* [INSTRUCTIONS FOR THE TASK]:
Pull out each line in the records below that contains the word "flower", and copy it as it appears.

* * * * *

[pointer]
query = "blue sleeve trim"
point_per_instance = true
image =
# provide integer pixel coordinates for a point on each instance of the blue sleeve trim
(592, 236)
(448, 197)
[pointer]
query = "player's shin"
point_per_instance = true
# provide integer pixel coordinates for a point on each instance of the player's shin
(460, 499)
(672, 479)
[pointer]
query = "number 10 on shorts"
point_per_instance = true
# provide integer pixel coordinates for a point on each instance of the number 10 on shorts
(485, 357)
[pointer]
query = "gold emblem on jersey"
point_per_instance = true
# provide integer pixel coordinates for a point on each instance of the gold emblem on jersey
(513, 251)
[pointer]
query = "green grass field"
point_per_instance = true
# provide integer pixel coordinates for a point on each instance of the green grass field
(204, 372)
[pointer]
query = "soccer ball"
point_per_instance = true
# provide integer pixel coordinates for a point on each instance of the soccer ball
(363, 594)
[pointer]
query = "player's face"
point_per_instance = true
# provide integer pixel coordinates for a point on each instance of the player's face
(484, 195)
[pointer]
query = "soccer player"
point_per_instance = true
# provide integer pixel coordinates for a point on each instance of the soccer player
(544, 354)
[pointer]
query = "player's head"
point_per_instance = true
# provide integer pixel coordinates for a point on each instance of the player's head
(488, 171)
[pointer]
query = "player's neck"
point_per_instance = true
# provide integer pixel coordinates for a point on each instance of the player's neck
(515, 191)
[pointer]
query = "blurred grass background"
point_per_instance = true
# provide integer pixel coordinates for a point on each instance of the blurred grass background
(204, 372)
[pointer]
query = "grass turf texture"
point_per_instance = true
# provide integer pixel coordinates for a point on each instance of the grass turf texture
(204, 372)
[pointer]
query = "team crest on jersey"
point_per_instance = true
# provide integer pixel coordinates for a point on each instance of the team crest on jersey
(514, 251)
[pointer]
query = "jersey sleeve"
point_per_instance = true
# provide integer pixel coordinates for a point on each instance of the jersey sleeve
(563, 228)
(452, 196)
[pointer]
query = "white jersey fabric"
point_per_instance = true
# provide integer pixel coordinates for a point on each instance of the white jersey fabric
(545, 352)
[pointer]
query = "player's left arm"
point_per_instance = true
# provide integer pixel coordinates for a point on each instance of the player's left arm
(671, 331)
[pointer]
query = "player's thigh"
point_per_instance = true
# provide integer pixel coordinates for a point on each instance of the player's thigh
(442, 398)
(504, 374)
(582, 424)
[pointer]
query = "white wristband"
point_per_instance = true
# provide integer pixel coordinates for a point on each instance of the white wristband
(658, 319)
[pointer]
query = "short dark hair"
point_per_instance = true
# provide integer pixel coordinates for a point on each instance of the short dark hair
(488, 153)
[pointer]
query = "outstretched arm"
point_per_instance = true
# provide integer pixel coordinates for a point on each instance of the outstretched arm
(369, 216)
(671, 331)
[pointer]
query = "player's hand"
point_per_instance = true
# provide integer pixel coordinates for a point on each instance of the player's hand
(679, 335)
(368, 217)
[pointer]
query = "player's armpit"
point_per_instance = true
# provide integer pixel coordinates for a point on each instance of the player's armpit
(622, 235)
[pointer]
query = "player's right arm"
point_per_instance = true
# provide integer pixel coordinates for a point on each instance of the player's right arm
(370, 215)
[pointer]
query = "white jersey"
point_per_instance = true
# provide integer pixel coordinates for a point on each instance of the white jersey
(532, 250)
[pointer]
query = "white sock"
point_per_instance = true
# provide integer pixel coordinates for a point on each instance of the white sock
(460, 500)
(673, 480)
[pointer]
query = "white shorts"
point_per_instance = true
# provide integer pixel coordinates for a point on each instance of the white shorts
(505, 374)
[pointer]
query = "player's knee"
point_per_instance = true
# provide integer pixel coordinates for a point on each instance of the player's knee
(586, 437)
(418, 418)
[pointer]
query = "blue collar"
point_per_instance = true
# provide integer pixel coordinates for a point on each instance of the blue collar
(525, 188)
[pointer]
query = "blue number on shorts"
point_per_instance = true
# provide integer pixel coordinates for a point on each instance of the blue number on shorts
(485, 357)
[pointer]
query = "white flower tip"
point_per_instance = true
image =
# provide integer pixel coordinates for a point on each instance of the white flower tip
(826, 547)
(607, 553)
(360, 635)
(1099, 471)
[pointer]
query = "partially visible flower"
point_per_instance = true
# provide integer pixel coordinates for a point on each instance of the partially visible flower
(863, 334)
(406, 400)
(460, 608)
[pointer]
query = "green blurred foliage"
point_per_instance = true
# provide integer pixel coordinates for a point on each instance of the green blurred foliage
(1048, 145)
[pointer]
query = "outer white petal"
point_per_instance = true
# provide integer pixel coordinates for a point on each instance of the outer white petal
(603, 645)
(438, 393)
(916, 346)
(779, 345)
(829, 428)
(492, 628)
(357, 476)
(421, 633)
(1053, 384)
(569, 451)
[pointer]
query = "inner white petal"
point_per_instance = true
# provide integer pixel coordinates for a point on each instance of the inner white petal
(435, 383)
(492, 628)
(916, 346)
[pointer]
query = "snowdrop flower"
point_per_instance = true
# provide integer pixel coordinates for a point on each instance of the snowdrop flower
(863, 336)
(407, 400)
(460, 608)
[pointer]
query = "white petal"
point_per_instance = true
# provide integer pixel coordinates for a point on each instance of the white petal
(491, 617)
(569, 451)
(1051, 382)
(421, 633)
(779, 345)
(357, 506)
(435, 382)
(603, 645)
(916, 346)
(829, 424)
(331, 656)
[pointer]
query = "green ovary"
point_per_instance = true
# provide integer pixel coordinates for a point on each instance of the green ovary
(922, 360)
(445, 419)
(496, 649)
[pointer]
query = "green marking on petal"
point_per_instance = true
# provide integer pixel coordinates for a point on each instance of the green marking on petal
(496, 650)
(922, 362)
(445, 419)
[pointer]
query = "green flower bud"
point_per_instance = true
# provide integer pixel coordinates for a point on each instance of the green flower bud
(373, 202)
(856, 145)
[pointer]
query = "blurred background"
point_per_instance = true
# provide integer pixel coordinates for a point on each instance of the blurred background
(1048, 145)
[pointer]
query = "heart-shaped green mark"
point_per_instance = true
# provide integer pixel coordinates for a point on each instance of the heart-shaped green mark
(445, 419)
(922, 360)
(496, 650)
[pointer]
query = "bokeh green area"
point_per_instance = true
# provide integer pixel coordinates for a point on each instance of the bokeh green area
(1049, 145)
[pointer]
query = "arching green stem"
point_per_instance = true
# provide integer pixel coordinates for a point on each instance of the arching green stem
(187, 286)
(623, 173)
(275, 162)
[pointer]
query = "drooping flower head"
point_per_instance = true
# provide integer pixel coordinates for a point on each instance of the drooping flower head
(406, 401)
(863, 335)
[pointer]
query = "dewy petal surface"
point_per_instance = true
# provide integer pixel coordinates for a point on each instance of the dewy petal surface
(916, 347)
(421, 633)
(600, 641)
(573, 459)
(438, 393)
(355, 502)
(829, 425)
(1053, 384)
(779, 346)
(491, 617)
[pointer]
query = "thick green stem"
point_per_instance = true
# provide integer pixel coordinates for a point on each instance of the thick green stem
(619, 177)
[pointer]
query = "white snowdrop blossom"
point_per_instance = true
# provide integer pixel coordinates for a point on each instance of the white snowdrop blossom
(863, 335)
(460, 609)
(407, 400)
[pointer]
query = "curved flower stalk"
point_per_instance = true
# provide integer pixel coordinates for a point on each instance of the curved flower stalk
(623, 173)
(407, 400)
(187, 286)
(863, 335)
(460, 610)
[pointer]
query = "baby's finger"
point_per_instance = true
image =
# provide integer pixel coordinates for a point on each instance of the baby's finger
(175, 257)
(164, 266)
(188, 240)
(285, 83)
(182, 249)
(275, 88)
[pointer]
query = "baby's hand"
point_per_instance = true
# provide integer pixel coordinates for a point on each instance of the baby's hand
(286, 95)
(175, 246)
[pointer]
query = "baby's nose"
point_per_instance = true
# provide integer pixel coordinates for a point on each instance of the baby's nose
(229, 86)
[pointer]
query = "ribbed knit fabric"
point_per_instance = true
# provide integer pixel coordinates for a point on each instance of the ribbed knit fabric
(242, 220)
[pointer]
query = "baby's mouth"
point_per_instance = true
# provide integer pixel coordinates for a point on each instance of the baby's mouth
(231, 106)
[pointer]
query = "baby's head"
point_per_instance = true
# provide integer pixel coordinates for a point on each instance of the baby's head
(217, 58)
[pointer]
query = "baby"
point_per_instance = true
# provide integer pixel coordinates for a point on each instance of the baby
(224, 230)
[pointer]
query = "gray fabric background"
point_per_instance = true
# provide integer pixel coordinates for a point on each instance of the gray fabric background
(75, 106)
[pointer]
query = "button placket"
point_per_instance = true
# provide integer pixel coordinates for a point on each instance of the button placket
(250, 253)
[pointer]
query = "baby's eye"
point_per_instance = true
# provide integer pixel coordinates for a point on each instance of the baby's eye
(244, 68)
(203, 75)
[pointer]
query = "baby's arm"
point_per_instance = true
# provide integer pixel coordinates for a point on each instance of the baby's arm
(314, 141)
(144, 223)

* * * * *

* [OUTPUT FOR THIS TASK]:
query = "white flower tip"
# provide integer pixel coordinates for a point on each instance of the white flower tip
query = "partially visible flower"
# provide integer pixel coordinates for a point on each instance of the partially visible flower
query = "snowdrop flower"
# provide integer pixel coordinates for a point on each instance of the snowdrop flower
query = "green flower bud"
# provide integer pixel coordinates for a point on each instance of the green flower bud
query = "drooping flower head"
# provide integer pixel coordinates for a point on each instance of the drooping flower head
query = "curved flower stalk"
# provide integer pixel coordinates for a point on each instance of the curved flower stalk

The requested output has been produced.